Document section =>

Life

New Marker For Schizophrenia Appears In Teen Years

by Lara Rutherford-Morrison
A curly-haired blonde woman diagnosed with Schizophrenia, wearing a white shirt while leaning on whi...

New research has made a major breakthrough in identifying the cause of schizophrenia. The study, published in Nature on Wednesday, suggests that schizophrenia may be caused by a genetic variation that affects brain development during adolescence. Steven Hyman, director of the Stanley Center for Psychiatric Research at the Broad Institute at MIT, found the study’s results so promising that he said, “I’m a crusty, old, curmudgeonly skeptic. But I’m almost giddy about these findings.”

Raw data =>
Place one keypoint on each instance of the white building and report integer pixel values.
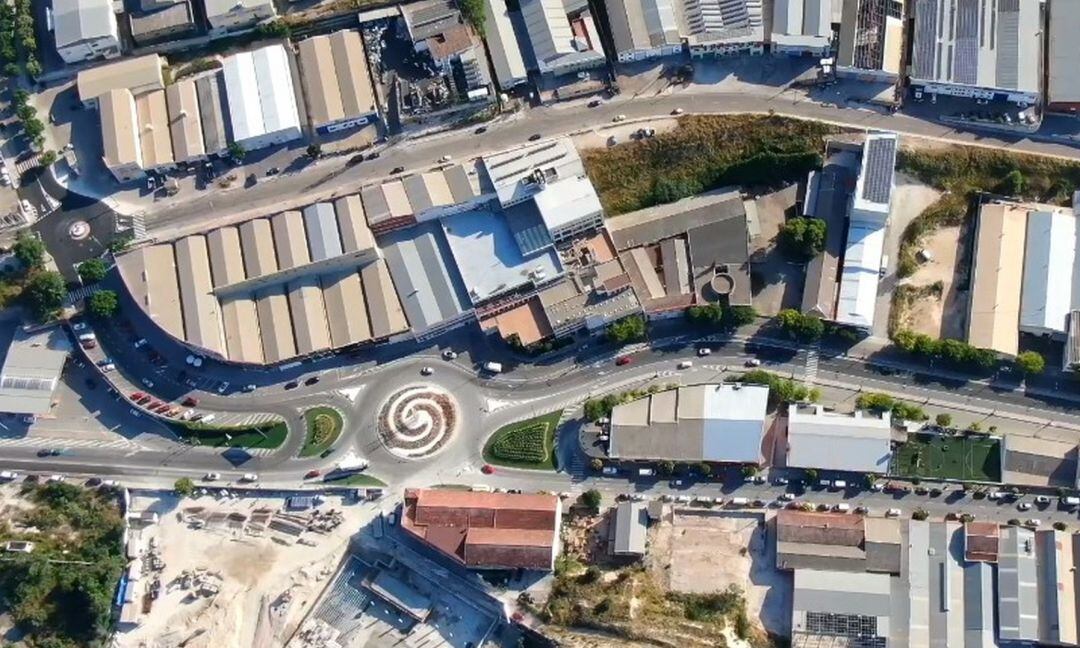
(801, 27)
(258, 88)
(860, 442)
(84, 29)
(234, 15)
(724, 27)
(866, 223)
(1050, 286)
(502, 45)
(561, 42)
(644, 29)
(551, 174)
(980, 49)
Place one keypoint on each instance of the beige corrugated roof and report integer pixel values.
(352, 224)
(242, 336)
(139, 75)
(998, 272)
(351, 68)
(257, 242)
(309, 315)
(382, 304)
(184, 122)
(275, 325)
(289, 240)
(226, 259)
(119, 142)
(320, 80)
(202, 319)
(153, 131)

What you need to do =>
**1.** In the article on the new schizophrenia marker, which journal published the study?
**2.** List the adjectives Steven Hyman uses to describe himself in his quote in the schizophrenia article.
**3.** Carry on the article about the new schizophrenia marker, starting after its last sentence.

Answers to this exercise =>
**1.** Nature.

**2.** crusty, old, curmudgeonly

**3.**
Schizophrenia is a chronic mental disorder that has a severely debilitating effect on how people think, behave, and process emotion. Symptoms of schizophrenia include hallucinations, delusions, problems with memory and clear thinking, and difficulty interacting with others. According to the National Alliance On Mental Illness (NAMI), schizophrenia affects one percent of people in the U.S., and although people of any age can be diagnosed with the disorder, schizophrenia usually begins to present itself in late adolescence and early adulthood. (In men, onset typically occurs from the late teens to early 20s, while onset occurs slightly later for women, in the late 20s and early 30s).

Previous research has shown that there is a link between the risk for schizophrenia and genetic variants in a section of human DNA responsible for the immune system. What wasn’t clear was how these gene variants could cause a disorder like schizophrenia. The authors of the new study, led by Steven McCarroll and hailing primarily from the Broad Institute, Harvard Medical School, and Boston Children's Hospital, found that people with the gene variants linked to schizophrenia have unusually high levels of C4, a molecule that serves the purpose of telling the immune system which molecules to “eat.”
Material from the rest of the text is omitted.